**TASK TO COMPLETE**
Find every line in the items below that contains the word "wall", and copy each of those lines. Matching is case-sensitive.

** begin THE INPUT **

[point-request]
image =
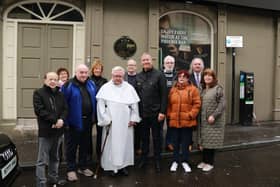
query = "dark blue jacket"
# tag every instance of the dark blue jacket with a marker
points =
(72, 94)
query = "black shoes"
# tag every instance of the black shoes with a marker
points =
(113, 174)
(59, 182)
(157, 167)
(141, 164)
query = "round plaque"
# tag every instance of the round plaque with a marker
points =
(125, 47)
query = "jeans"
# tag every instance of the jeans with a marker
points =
(183, 137)
(208, 156)
(78, 139)
(168, 137)
(47, 156)
(148, 123)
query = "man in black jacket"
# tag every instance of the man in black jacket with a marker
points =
(152, 90)
(51, 110)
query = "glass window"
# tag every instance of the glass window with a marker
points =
(184, 36)
(45, 11)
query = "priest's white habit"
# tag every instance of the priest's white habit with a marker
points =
(117, 105)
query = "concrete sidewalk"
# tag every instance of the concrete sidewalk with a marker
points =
(24, 135)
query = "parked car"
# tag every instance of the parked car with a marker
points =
(9, 168)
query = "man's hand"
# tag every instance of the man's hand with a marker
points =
(211, 119)
(59, 123)
(161, 116)
(131, 123)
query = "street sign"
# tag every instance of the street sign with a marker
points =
(234, 41)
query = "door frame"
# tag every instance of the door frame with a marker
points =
(10, 45)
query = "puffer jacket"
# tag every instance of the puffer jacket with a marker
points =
(183, 105)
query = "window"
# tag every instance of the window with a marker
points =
(184, 36)
(45, 11)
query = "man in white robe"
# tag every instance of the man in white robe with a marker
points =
(117, 110)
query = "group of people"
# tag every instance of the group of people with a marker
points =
(126, 109)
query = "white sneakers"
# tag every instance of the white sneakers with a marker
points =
(174, 167)
(204, 166)
(201, 165)
(185, 165)
(86, 172)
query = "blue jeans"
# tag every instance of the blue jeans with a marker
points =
(183, 137)
(78, 139)
(148, 123)
(47, 156)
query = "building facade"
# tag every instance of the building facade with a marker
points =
(41, 35)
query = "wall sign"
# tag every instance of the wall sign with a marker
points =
(125, 47)
(234, 41)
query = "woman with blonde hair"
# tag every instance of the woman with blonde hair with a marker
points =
(211, 129)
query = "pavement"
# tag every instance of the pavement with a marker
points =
(23, 133)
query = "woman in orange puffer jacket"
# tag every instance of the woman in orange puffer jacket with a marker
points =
(183, 107)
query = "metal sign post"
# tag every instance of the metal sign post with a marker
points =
(233, 42)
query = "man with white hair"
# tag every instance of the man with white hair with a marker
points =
(117, 111)
(197, 66)
(80, 94)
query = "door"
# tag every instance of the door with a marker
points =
(41, 48)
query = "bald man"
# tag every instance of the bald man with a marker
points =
(80, 94)
(51, 110)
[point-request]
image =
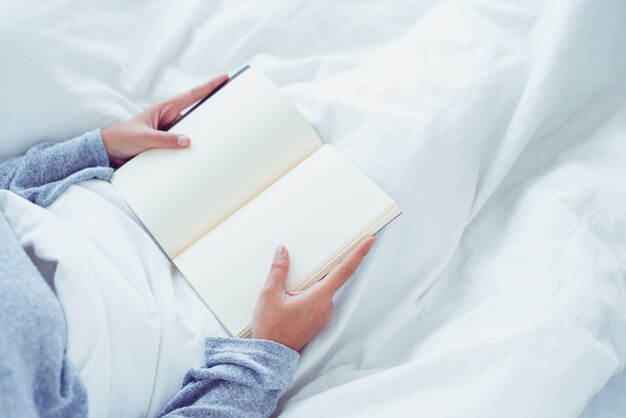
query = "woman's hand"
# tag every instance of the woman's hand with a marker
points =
(124, 141)
(294, 318)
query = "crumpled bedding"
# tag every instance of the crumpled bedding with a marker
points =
(499, 128)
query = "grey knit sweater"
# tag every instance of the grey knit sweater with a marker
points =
(239, 378)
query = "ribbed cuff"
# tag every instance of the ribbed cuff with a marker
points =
(279, 360)
(94, 145)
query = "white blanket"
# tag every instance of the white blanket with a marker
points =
(499, 128)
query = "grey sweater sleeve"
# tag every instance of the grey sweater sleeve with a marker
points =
(240, 378)
(46, 170)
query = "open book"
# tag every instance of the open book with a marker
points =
(255, 176)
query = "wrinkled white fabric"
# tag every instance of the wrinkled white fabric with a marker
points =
(499, 128)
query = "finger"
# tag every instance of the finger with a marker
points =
(277, 278)
(196, 94)
(338, 276)
(160, 139)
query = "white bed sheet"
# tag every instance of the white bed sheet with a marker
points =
(499, 128)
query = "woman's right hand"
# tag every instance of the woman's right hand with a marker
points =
(294, 318)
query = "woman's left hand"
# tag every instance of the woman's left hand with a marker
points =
(124, 141)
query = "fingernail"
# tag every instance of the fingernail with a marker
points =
(183, 141)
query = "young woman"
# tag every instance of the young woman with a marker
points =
(239, 377)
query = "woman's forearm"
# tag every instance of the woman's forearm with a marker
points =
(240, 378)
(46, 170)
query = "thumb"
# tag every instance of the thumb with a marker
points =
(277, 278)
(161, 139)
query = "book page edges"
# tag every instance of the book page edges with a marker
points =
(391, 212)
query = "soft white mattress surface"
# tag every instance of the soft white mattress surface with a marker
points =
(499, 128)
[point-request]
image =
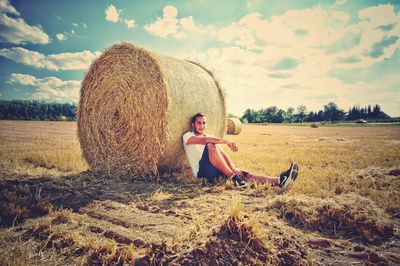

** end THE INPUT **

**ANSWER TO THIS TASK**
query = "wall sign"
# tag every instance of the wall sign with a marker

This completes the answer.